▶ SOURCE DOCUMENT
*** Block opens ***

Director – Cary Joji Fukunaga, Screenplay – Cary Joji Fukunaga, Neal Purvis, Robert Wade & Phoebe Waller-Bridge, Story – Cary Joji Fukunaga, Neal Purvis & Robert Wade, Producers – Barbara Broccoli & Michael G. Wilson, Photography – Linus Sandgren, Music – Hans Zimmer, Visual Effects Supervisor – Charlie Noble, Visual Effects – Cinesite (Supervisor – Salvador Zalvidea), DNeg (Supervisor – Joel Green), Framestore (Supervisor – Jonathan Fawkner), Industrial Light and Magic (Supervisor – Mark Bakowski) & Lola | VFX (Supervisor – Loeng Wongsavun), Special Effects Supervisor – Chris Corbould, Prosthetic Makeup Design – Barrie Gower, Production Design – Mark Tildesley. Production Company – Albert R. Broccoli’s Eon Productions Ltd.
Daniel Craig (James Bond), Lea Seydoux (Madeline Swann), Rami Malek (Lyutsifer Safin), Lashana Lynch (Nomi), Ralph Fiennes (M), Ben Whishaw (Q), Naomie Harris (Moneypenny), David Denick (Valdo Obruchev), Jeffrey Wright (Felix Leiter), Ana de Amas (Paloma), Billy Magnussen (Logan Ash), Christoph Waltz (Ernest Stavro Blofeld), Rory Kinnear (Tanner), Lisa-Dorah Sonnet (Mathilde Swann), Dali Bensallah (Primo – Cyclops), Coline Defaud (Young Mahilde)
James Bond and Madeline Swann are holidaying in Italy. Bond pays his respects at Vesper Lynd’s grave only to walk into a Spectre trap. Believing Madeline led him there, he parts ways with her. Five years later, masked figures break into a London bioresearch laboratory and steal the bioweapon known as Heracles, before blowing the building up and abducting a scientist. Bond has quit the service and is now living in Jamaica when he is approached by both Felix Leiter on behalf of the CIA and Nomi who has inherited the role of 007 for British Secret Service, both wanting him to trace Heracles. Bond joins Felix and heads to Cuba where he discovers a plot by Blofeld, despite being held in prison in England, to release Heracles, which can be programmed to include or exclude the DNA of some people. However, this has been hijacked by Lyutsifer Safin who is intent on wiping out Spectre. Tracing the trail of Lyutsifer requires Bond to return to work for the secret service and reconnecting with Madeline.

*** Block closes ***

▶ DATASET RECORDS
*** Block opens ***

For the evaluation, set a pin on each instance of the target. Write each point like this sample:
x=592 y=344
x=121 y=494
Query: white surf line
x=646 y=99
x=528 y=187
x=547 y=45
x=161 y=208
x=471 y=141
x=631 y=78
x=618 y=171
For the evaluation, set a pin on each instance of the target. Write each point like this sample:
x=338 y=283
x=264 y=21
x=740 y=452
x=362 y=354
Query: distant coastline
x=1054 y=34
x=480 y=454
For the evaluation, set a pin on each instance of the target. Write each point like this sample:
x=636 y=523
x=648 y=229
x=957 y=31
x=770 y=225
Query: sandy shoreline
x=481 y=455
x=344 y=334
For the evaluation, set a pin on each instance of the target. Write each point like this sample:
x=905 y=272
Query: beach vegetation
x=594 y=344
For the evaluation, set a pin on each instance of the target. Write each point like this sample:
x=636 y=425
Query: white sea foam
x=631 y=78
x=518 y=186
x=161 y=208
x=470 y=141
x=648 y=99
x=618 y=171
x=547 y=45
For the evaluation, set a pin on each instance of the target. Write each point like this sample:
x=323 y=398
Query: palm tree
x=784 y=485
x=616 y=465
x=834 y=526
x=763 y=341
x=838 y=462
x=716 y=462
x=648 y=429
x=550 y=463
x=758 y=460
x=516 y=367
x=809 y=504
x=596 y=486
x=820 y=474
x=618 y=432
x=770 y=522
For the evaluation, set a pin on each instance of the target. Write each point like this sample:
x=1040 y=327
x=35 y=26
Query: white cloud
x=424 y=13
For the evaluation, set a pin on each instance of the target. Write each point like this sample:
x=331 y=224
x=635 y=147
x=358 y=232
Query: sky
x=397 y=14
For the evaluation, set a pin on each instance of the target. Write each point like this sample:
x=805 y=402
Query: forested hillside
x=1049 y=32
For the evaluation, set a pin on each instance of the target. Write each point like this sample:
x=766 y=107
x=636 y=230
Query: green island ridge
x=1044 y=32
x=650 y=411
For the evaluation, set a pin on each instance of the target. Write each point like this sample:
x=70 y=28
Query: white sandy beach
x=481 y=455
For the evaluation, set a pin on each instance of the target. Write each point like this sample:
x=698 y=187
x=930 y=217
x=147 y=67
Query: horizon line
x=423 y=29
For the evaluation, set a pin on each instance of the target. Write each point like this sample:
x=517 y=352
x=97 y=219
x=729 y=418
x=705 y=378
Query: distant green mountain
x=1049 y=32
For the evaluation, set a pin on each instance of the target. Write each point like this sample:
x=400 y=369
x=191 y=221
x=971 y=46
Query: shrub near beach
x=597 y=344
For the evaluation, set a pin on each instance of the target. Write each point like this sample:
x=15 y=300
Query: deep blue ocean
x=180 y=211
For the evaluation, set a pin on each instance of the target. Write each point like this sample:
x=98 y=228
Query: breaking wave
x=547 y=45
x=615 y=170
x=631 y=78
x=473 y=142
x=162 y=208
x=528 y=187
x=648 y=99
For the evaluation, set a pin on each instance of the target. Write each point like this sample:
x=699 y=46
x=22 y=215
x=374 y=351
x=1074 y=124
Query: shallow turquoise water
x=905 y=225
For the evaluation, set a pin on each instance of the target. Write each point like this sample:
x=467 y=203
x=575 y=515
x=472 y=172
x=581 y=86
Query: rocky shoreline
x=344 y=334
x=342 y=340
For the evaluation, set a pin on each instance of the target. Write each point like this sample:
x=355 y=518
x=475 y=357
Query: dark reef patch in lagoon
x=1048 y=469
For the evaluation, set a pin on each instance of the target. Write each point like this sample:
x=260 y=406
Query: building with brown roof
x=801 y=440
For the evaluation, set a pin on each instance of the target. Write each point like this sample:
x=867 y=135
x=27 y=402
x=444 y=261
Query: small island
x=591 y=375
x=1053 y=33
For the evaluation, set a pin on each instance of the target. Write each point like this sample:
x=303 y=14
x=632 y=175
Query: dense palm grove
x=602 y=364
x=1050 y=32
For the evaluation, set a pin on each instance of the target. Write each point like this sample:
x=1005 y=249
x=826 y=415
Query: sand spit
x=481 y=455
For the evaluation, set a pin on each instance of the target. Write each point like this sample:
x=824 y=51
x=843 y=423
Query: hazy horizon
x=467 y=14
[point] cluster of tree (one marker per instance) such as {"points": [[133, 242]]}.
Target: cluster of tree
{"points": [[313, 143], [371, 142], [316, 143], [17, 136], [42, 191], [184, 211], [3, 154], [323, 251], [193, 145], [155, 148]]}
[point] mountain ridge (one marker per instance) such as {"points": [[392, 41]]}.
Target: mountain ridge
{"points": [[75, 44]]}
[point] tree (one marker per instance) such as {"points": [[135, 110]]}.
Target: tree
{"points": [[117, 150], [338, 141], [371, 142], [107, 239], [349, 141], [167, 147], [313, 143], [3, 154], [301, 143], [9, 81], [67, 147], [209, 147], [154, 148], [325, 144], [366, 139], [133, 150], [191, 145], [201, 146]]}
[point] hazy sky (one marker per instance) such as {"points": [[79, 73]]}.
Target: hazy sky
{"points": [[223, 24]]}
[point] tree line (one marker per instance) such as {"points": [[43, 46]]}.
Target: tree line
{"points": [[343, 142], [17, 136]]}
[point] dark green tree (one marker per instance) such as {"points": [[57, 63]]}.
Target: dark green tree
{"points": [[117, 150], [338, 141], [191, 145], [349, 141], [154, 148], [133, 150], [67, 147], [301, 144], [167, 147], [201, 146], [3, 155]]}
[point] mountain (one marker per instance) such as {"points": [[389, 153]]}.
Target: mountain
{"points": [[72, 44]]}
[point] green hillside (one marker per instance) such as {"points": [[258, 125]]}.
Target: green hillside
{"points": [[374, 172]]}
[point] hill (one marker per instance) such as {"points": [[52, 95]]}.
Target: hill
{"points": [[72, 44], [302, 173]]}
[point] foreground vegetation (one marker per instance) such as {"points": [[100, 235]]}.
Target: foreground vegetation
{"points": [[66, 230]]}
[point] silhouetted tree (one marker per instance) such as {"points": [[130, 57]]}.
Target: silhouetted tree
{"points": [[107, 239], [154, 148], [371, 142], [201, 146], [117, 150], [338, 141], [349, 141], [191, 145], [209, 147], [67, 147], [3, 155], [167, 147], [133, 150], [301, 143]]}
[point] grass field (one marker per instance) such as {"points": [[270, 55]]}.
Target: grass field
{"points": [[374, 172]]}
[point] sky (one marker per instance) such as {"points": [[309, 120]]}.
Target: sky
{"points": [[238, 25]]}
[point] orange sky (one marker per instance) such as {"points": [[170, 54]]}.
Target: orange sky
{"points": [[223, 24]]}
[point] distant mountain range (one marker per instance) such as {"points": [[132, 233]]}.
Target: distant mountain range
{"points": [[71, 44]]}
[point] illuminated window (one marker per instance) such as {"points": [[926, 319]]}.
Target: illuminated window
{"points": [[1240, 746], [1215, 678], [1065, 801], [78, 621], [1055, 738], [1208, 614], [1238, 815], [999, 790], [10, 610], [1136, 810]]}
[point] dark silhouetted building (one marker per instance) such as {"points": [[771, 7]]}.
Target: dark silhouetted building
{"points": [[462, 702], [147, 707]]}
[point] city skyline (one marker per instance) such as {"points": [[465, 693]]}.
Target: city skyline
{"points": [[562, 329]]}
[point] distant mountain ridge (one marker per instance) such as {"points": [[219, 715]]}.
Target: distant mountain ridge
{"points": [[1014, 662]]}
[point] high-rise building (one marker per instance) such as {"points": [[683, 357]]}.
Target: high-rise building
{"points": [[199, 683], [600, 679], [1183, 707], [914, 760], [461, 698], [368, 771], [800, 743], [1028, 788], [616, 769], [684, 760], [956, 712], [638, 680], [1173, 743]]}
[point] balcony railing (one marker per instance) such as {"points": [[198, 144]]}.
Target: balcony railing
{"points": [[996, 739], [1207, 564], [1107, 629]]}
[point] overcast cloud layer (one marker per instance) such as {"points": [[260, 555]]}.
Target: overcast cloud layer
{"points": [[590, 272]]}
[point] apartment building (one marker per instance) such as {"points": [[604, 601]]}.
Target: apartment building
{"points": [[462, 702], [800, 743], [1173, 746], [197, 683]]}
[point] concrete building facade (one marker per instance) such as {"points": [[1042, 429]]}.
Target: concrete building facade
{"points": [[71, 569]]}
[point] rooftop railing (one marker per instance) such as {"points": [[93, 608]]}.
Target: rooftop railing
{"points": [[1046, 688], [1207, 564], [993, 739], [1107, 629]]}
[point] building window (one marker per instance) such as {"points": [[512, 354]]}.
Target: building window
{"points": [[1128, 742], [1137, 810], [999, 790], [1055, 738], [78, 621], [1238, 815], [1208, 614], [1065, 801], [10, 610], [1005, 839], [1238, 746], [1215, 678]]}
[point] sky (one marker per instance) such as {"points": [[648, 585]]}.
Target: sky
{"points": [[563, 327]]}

*** Block closes ***

Please pick up the James Bond film text above the records and continue it from its last sentence.

With the release of No Time to Die, the James Bond film series is just short of fifty years old after starting with Dr No (1962), while the James Bond book series created by Ian Fleming is just short of sixty years old having started way back with Casino Royale (1953). In that fifty years, the series has become a box-office powerhouse turning out hit after hit and even creating its own genre and industry of imitators and parodies – see my essay on these with Spy Films.
The character of James Bond as conceived by Ian Fleming was a mix of Fleming’s real-life experiences in British Naval Intelligence during World War II and all the things that Fleming enjoyed in life – gambling, smoking, fine dining, drinking, fast cars and beautiful women. Fleming lavishes sections of his books describing these things in detail. Bond caught on with readers at a time when people like Hugh Hefner were redefining masculinity away from the staid conservatism of the 1940s and saying it was okay to enjoy hedonism, be a playboy and enjoy sex. When this was added to action, spectacle and expansive locations on screens, it took off in a big way with film audiences of the 1960s.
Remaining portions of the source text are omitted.